** Start of PROVIDED PASSAGE **
Dec 12, 2010, 11:17:21 AM12/12/10

to

On Dec 12, 7:57 am, Ian Bush <please@dont_email_me.at.all> wrote:

>
> (Talking to myself as usual ...)
>
> D'oh, and of course the OP was using CPU_TIME to measure the time in Fortran, but
> (as I understand it) wall time for the other two, a mistake I'm always making ...

It is not a mistake. If you just read what I wrote.

I knew the difference. I showed the result for both wall time and
CPUTIME on my second post.

In theory, these should be the same on single user PC with nothing
else running. But these
days, with multithreading and multicores all over the place, CPUTIME
is not as clear in meaning as it used to be.

> So even if he is using a multithreaded BLAS from Fortran he's not comparing like
> with like.
>
> To the OP - if you measure the wall time for Fortran what do you get?
>
> Ian

I am the OP again. Here is Fortran code with elapsed time. I found
couple of lines of code on the net that does elapsed time on fortran
and used it, here is the result:

--------------------------

program t2
implicit none
REAL time_begin, time_end
integer, parameter :: n=1000;
REAL(8) :: a(n,n), b(n,n), c(n,n)
** End of PROVIDED PASSAGE **
** Start of PROVIDED DATA **
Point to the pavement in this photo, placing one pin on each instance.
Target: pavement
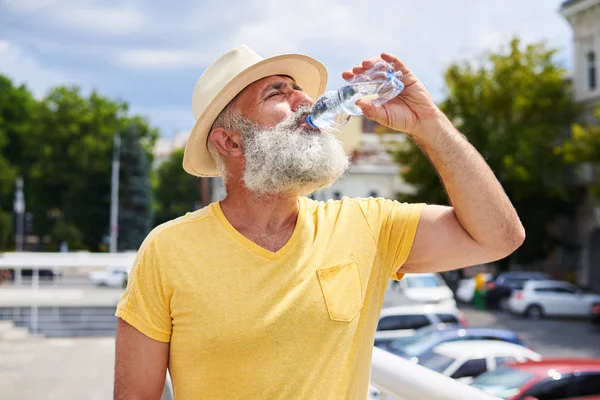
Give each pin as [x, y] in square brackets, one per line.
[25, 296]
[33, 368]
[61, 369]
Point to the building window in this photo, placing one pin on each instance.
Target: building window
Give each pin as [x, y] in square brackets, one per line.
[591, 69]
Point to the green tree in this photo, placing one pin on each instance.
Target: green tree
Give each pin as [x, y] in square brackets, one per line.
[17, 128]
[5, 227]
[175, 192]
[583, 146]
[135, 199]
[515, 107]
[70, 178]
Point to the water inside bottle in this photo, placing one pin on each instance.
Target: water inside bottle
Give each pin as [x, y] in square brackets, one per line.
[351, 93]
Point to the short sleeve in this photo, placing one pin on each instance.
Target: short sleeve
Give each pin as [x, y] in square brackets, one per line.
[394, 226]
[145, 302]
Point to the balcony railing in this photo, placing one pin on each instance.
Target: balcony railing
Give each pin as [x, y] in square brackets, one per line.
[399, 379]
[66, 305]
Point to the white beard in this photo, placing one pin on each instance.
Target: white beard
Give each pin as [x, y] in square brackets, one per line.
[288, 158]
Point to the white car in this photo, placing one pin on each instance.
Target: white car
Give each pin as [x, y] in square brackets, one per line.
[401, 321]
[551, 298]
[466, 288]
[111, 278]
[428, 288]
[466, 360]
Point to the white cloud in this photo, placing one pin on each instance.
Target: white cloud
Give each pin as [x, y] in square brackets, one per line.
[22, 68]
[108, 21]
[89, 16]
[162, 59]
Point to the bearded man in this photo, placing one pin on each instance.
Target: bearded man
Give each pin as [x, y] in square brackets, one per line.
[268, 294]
** End of PROVIDED DATA **
** Start of PROVIDED DATA **
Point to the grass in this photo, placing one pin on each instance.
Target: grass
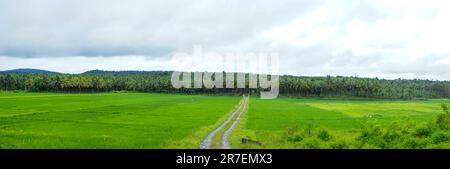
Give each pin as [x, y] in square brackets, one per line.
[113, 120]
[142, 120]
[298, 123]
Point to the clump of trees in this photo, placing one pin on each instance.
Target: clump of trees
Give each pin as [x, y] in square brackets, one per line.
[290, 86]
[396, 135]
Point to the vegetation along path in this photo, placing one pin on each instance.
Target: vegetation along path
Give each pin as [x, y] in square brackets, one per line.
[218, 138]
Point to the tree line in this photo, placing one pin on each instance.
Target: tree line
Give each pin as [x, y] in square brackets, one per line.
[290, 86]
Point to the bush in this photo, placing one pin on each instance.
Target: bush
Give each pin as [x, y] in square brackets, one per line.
** End of PROVIDED DATA **
▸ DIRECTIVES
1: Answer these questions from the forum thread on Fortran timing:
(a) According to Ian Bush, which routine did the OP use to measure the time in Fortran?
(b) On what kind of machine should wall time and CPUTIME in theory be the same?
(c) What value does the Fortran code assign to the parameter n?
2: Extract every line of the rows that contains the string "bearded", matching case exactly.

▸ EXERCISE RESULTS
1:
(a) CPU_TIME
(b) A single user PC with nothing else running
(c) 1000

2:
Point to the bearded man in this photo, placing one pin on each instance.
Target: bearded man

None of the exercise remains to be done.